_BRIEF_: Reproduce the listing exactly, with no pictures in your copy.
═════ RECORDS FOR THE EXERCISE ═════
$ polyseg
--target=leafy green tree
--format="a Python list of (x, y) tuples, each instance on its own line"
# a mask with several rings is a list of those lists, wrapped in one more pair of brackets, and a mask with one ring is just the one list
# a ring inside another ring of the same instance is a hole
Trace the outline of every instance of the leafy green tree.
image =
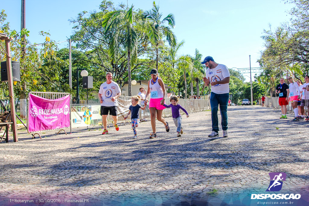
[[(109, 45), (108, 51), (110, 56), (112, 59), (114, 59), (116, 56), (119, 55), (118, 42), (120, 36), (123, 33), (121, 29), (123, 27), (125, 28), (124, 32), (125, 42), (124, 46), (126, 51), (127, 58), (128, 76), (129, 83), (129, 95), (132, 95), (131, 84), (131, 66), (136, 64), (137, 62), (138, 43), (142, 40), (146, 40), (146, 34), (149, 31), (151, 31), (152, 34), (154, 34), (156, 39), (158, 38), (156, 31), (148, 24), (144, 23), (141, 19), (138, 20), (136, 15), (138, 15), (133, 12), (132, 6), (126, 13), (123, 11), (111, 11), (105, 14), (103, 17), (102, 25), (105, 29), (105, 34), (110, 32), (112, 34), (111, 43)], [(149, 26), (148, 27), (147, 26)], [(138, 33), (138, 30), (141, 32)], [(144, 34), (143, 34), (143, 33)], [(140, 40), (140, 39), (141, 39)]]
[[(251, 99), (251, 87), (250, 83), (245, 82), (241, 88), (242, 92), (240, 95), (241, 99)], [(264, 95), (265, 90), (264, 85), (256, 82), (253, 82), (252, 84), (252, 93), (253, 95), (253, 101), (259, 99)]]
[[(129, 76), (127, 55), (128, 50), (126, 48), (130, 47), (127, 46), (129, 44), (126, 44), (128, 42), (126, 39), (128, 37), (127, 35), (128, 24), (126, 24), (127, 22), (124, 19), (119, 22), (115, 20), (113, 22), (114, 24), (111, 24), (117, 14), (121, 13), (122, 15), (125, 15), (126, 13), (129, 16), (130, 15), (126, 12), (125, 8), (126, 7), (125, 5), (120, 4), (116, 7), (111, 2), (104, 0), (102, 2), (100, 6), (100, 11), (92, 12), (88, 16), (87, 12), (84, 11), (79, 14), (76, 19), (70, 20), (74, 25), (73, 28), (74, 30), (74, 33), (71, 38), (76, 43), (77, 48), (86, 53), (87, 58), (84, 61), (91, 63), (92, 66), (99, 70), (98, 73), (102, 80), (105, 79), (107, 72), (112, 72), (113, 74), (114, 81), (119, 84), (121, 87), (124, 82), (127, 81)], [(106, 25), (110, 25), (111, 26), (109, 28), (109, 31), (106, 32), (105, 27), (103, 26), (105, 23), (103, 23), (107, 19), (106, 15), (111, 12), (114, 12), (113, 13), (114, 15), (107, 22)], [(136, 18), (139, 17), (138, 18), (142, 19), (142, 11), (138, 10), (137, 12), (138, 14), (135, 16)], [(129, 16), (127, 17), (126, 19), (130, 19)], [(118, 19), (120, 21), (120, 18)], [(133, 17), (132, 19), (133, 21)], [(119, 27), (116, 28), (114, 26), (116, 25), (119, 25)], [(134, 28), (129, 28), (129, 30), (131, 29)], [(116, 31), (116, 30), (118, 30)], [(116, 33), (117, 38), (113, 38), (113, 35)], [(139, 33), (137, 39), (138, 42), (136, 44), (130, 43), (132, 45), (138, 45), (136, 50), (138, 57), (151, 53), (152, 49), (147, 36), (140, 35)], [(131, 53), (130, 50), (130, 53)], [(129, 62), (130, 61), (129, 61)], [(130, 72), (133, 72), (139, 66), (147, 65), (150, 62), (137, 58), (136, 64), (131, 68)]]
[[(191, 57), (193, 63), (193, 67), (190, 73), (191, 85), (191, 95), (194, 94), (193, 92), (193, 82), (194, 81), (196, 85), (197, 94), (198, 96), (200, 95), (200, 82), (202, 78), (205, 76), (204, 69), (206, 66), (204, 65), (201, 63), (201, 62), (202, 55), (200, 53), (197, 49), (195, 49), (195, 56)], [(203, 87), (203, 90), (205, 88)]]
[(191, 58), (188, 55), (181, 56), (178, 58), (177, 68), (180, 75), (182, 75), (184, 82), (185, 97), (187, 97), (187, 74), (189, 74), (193, 69), (193, 64)]
[[(155, 45), (156, 49), (156, 68), (158, 69), (159, 62), (159, 45), (160, 42), (162, 41), (163, 36), (166, 37), (166, 40), (170, 46), (175, 46), (176, 45), (176, 36), (171, 30), (175, 26), (175, 19), (174, 15), (170, 14), (161, 21), (162, 14), (159, 12), (160, 7), (156, 5), (154, 1), (153, 3), (153, 7), (151, 10), (146, 11), (144, 13), (144, 19), (149, 19), (151, 24), (152, 28), (154, 28), (155, 33), (159, 35), (160, 38), (155, 38), (157, 36), (153, 35), (150, 36), (150, 40), (152, 43)], [(168, 26), (164, 25), (167, 22)]]

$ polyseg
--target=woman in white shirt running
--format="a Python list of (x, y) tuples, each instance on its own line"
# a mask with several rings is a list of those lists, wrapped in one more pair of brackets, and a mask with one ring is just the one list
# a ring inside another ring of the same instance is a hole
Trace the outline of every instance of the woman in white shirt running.
[(149, 110), (150, 111), (150, 122), (152, 132), (150, 134), (149, 138), (150, 139), (157, 137), (156, 132), (156, 113), (157, 119), (163, 124), (165, 130), (167, 132), (169, 132), (170, 127), (168, 123), (162, 117), (162, 112), (165, 107), (163, 105), (164, 103), (164, 98), (166, 94), (165, 86), (164, 83), (159, 76), (158, 70), (155, 69), (151, 69), (150, 72), (151, 78), (148, 81), (148, 89), (146, 94), (145, 102), (147, 102), (149, 95), (150, 95), (150, 101), (149, 101)]
[[(300, 97), (300, 98), (302, 98), (302, 94), (303, 93), (303, 85), (302, 84), (301, 82), (300, 82), (300, 81), (299, 80), (296, 80), (296, 83), (297, 83), (297, 84), (298, 85), (298, 87), (299, 88), (299, 91), (300, 92), (300, 93), (299, 93), (299, 96)], [(303, 115), (302, 115), (302, 114), (301, 113), (301, 109), (300, 109), (300, 104), (302, 101), (301, 99), (298, 99), (298, 100), (297, 102), (297, 109), (298, 109), (298, 120), (303, 120), (305, 119)]]
[(290, 84), (289, 85), (289, 89), (286, 90), (289, 95), (288, 101), (291, 102), (291, 104), (294, 110), (295, 118), (292, 121), (297, 121), (298, 120), (298, 109), (297, 108), (297, 99), (299, 99), (298, 94), (300, 93), (299, 87), (297, 83), (293, 81), (291, 77), (288, 77), (288, 80)]

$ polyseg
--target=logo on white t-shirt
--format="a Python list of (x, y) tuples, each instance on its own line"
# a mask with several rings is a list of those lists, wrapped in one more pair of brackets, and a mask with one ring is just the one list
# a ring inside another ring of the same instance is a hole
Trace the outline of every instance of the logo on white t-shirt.
[(110, 89), (108, 89), (105, 91), (105, 96), (107, 98), (109, 98), (112, 96), (112, 92)]
[[(214, 75), (212, 77), (211, 77), (211, 81), (213, 82), (214, 82), (216, 81), (216, 80), (217, 81), (220, 81), (221, 80), (221, 79), (217, 75)], [(217, 84), (215, 86), (218, 86), (219, 85), (219, 84)]]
═════
_FULL ANSWER_:
$ polyseg
--target=leafy green tree
--format="a Python list of (x, y) tuples, each instance on its own line"
# a mask with several rings is a list of those lists, wrapped in one more pair of brackets, and a mask with one ring is just the one list
# a ring inside another ring of the same instance is a hole
Trace the outline of every instance of the leafy green tree.
image =
[[(109, 45), (108, 51), (110, 56), (112, 59), (114, 59), (116, 56), (119, 55), (118, 42), (120, 36), (123, 33), (121, 29), (123, 27), (125, 28), (124, 32), (125, 42), (124, 46), (126, 51), (127, 58), (128, 76), (129, 83), (129, 95), (132, 95), (131, 84), (131, 66), (136, 64), (137, 62), (138, 43), (142, 40), (146, 40), (146, 34), (149, 31), (151, 31), (152, 34), (154, 34), (156, 39), (158, 38), (156, 31), (148, 24), (144, 23), (141, 19), (138, 20), (136, 15), (138, 15), (133, 12), (132, 6), (126, 13), (123, 11), (111, 11), (105, 14), (103, 17), (102, 25), (105, 29), (105, 34), (110, 32), (112, 34), (111, 43)], [(149, 26), (148, 27), (147, 26)], [(138, 33), (138, 30), (141, 32)], [(144, 34), (143, 34), (143, 33)], [(140, 40), (140, 39), (141, 39)]]
[[(251, 99), (251, 87), (250, 83), (245, 82), (241, 88), (242, 92), (240, 95), (241, 99)], [(264, 95), (265, 90), (264, 85), (256, 82), (253, 82), (252, 84), (252, 93), (253, 95), (253, 101), (259, 99)]]
[[(129, 76), (127, 55), (128, 50), (126, 48), (130, 47), (127, 46), (129, 44), (126, 44), (128, 42), (126, 39), (128, 37), (127, 35), (128, 24), (126, 24), (127, 22), (124, 19), (119, 22), (115, 20), (113, 22), (114, 24), (111, 24), (117, 14), (121, 13), (122, 15), (125, 15), (126, 13), (129, 16), (130, 15), (126, 12), (125, 8), (126, 7), (125, 5), (120, 4), (116, 7), (111, 2), (104, 0), (102, 2), (100, 6), (100, 11), (92, 12), (88, 16), (87, 12), (84, 11), (79, 14), (76, 19), (70, 20), (74, 25), (73, 28), (74, 30), (74, 33), (71, 38), (76, 43), (77, 48), (86, 53), (87, 58), (84, 61), (91, 63), (92, 66), (99, 70), (98, 73), (102, 80), (105, 79), (107, 72), (112, 72), (113, 74), (114, 81), (119, 84), (121, 87), (124, 82), (127, 81)], [(106, 25), (110, 25), (111, 26), (109, 28), (109, 31), (106, 32), (105, 27), (103, 26), (105, 23), (103, 23), (107, 19), (106, 15), (111, 12), (114, 12), (113, 13), (114, 15), (107, 22)], [(136, 18), (139, 17), (138, 18), (142, 19), (142, 11), (138, 10), (137, 12), (138, 14), (135, 16)], [(129, 16), (127, 17), (126, 19), (130, 19)], [(118, 19), (120, 21), (120, 18)], [(133, 17), (132, 19), (133, 21)], [(119, 27), (116, 28), (114, 26), (116, 25), (119, 25)], [(134, 28), (129, 28), (129, 30), (131, 29)], [(116, 31), (116, 30), (118, 30)], [(116, 33), (117, 38), (113, 38), (113, 35)], [(139, 33), (137, 39), (138, 42), (136, 44), (130, 43), (132, 45), (138, 45), (136, 50), (138, 57), (151, 53), (152, 49), (147, 36), (140, 35)], [(131, 53), (130, 50), (130, 53)], [(129, 62), (130, 61), (129, 61)], [(130, 72), (133, 72), (139, 66), (147, 65), (150, 62), (137, 58), (136, 64), (131, 68)]]
[[(191, 57), (193, 63), (193, 67), (190, 73), (191, 85), (191, 95), (194, 94), (193, 92), (193, 82), (194, 81), (196, 85), (197, 94), (198, 96), (200, 95), (200, 82), (202, 78), (205, 76), (204, 69), (206, 66), (204, 65), (201, 63), (201, 62), (202, 55), (200, 53), (197, 49), (195, 49), (195, 56)], [(203, 87), (203, 90), (205, 88)]]
[(191, 58), (188, 55), (181, 56), (178, 58), (177, 68), (180, 75), (182, 75), (184, 82), (185, 97), (187, 97), (187, 74), (189, 74), (193, 69), (193, 64)]
[[(155, 45), (156, 49), (156, 68), (158, 69), (159, 62), (159, 45), (160, 42), (162, 41), (163, 36), (166, 37), (166, 40), (170, 46), (175, 46), (176, 45), (176, 36), (171, 30), (175, 26), (175, 19), (174, 15), (170, 14), (161, 21), (162, 14), (159, 12), (160, 7), (156, 5), (154, 1), (153, 3), (153, 7), (151, 10), (146, 11), (144, 13), (144, 19), (149, 19), (151, 24), (152, 28), (154, 28), (155, 33), (159, 35), (160, 38), (155, 38), (157, 36), (153, 35), (150, 36), (150, 40), (152, 43)], [(168, 26), (164, 25), (167, 22)]]

$ polyseg
--target=woman in white shirt running
--format="a Python list of (x, y) tuples, each instance on its own line"
# a mask with several rings is a list of those lists, wrapped in one more pair of brackets, and a mask with one ring is just the one list
# a ring inside another ring of the same instance is a hole
Trace the outline of every instance of the woman in white shirt running.
[(149, 110), (150, 111), (150, 122), (152, 132), (150, 134), (149, 138), (150, 139), (157, 137), (156, 132), (156, 113), (157, 119), (163, 124), (165, 130), (167, 132), (169, 132), (170, 127), (168, 123), (162, 117), (162, 112), (165, 107), (163, 105), (164, 103), (164, 98), (166, 94), (165, 86), (164, 83), (159, 76), (158, 70), (155, 69), (151, 69), (150, 72), (151, 78), (148, 81), (148, 89), (146, 94), (145, 102), (147, 102), (149, 95), (150, 95), (150, 101), (149, 101)]
[[(300, 97), (300, 98), (302, 98), (302, 94), (303, 93), (303, 85), (302, 84), (301, 82), (300, 82), (300, 81), (299, 80), (296, 80), (296, 83), (297, 83), (297, 84), (298, 85), (298, 87), (299, 88), (299, 91), (300, 92), (300, 93), (299, 93), (299, 96)], [(303, 115), (302, 115), (302, 114), (301, 113), (301, 109), (300, 109), (300, 104), (302, 101), (301, 99), (298, 99), (298, 100), (297, 102), (297, 109), (298, 109), (298, 120), (303, 120), (305, 119)]]
[(290, 84), (289, 85), (289, 89), (286, 90), (289, 95), (288, 101), (291, 102), (291, 104), (294, 110), (295, 118), (292, 121), (297, 121), (298, 120), (298, 109), (297, 108), (297, 99), (299, 99), (298, 94), (300, 93), (299, 87), (297, 83), (293, 81), (291, 77), (288, 77), (288, 80)]

$ polyseg
--target=logo on white t-shirt
--format="a Python list of (x, y) tuples, each instance on its own line"
# a mask with several rings is a list of those lists, wrapped in one more pair of brackets, and a mask with one ring is just the one list
# a ring inside another ring of the same instance is a hole
Trace the outline of every instance of the logo on white t-shirt.
[(110, 89), (108, 89), (105, 91), (105, 96), (107, 98), (109, 98), (112, 96), (112, 92)]
[[(214, 75), (212, 77), (211, 77), (211, 81), (213, 82), (214, 82), (216, 81), (216, 80), (217, 81), (220, 81), (221, 80), (221, 79), (217, 75)], [(217, 84), (215, 86), (218, 86), (219, 85), (219, 84)]]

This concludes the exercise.